• TASK TO CARRY OUT
Rewrite each row below, changing "overcast white sky" to "pale gray sky" everywhere and leaving everything else as it is. Do not include the pictures in your answer.

• SOURCE MATERIAL
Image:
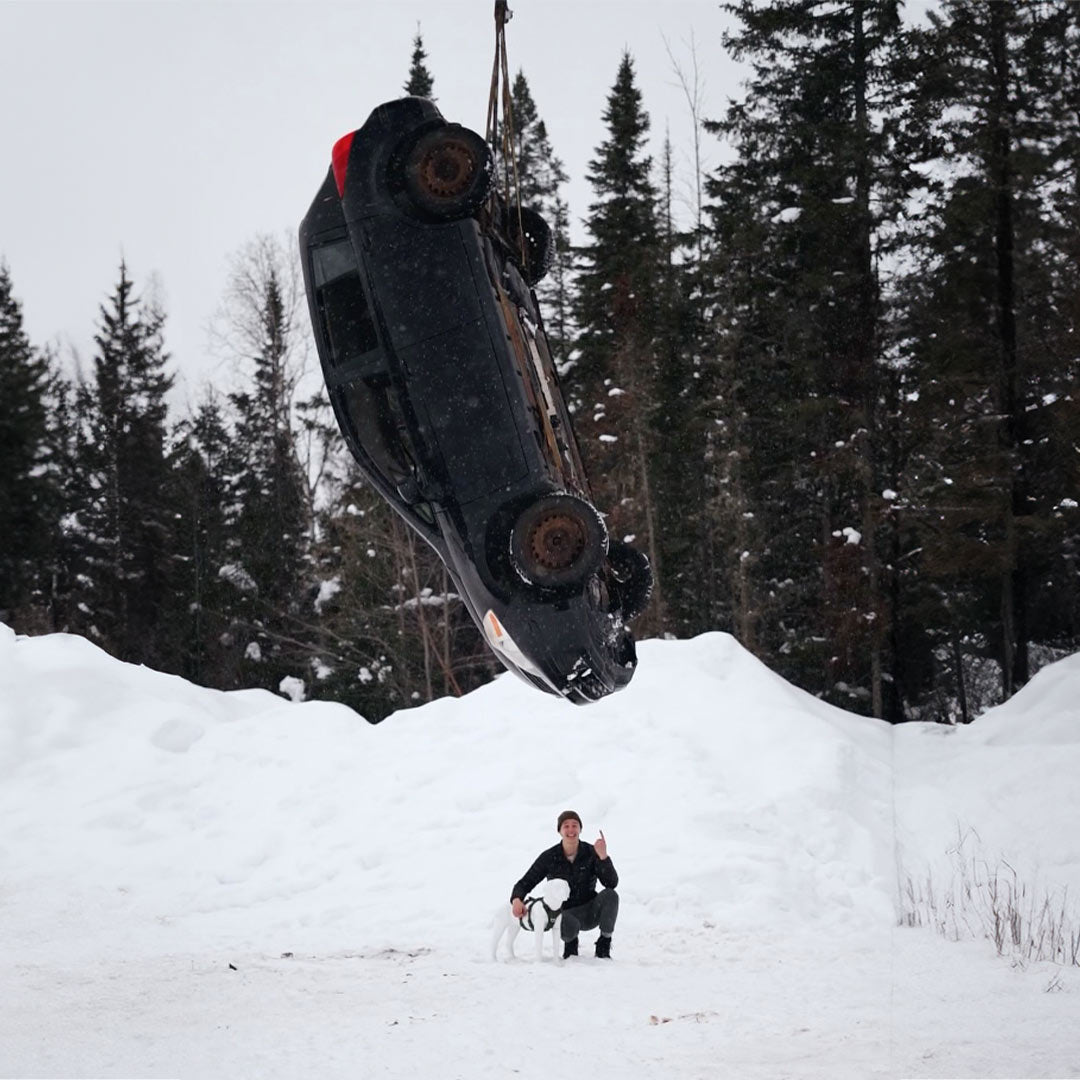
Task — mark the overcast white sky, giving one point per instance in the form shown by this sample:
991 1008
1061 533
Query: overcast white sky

• COMPLETED EXERCISE
Image:
Task — mark the pale gray sky, giving one point per instance in the form shown by this sample:
991 1008
1061 533
Query: pale gray sky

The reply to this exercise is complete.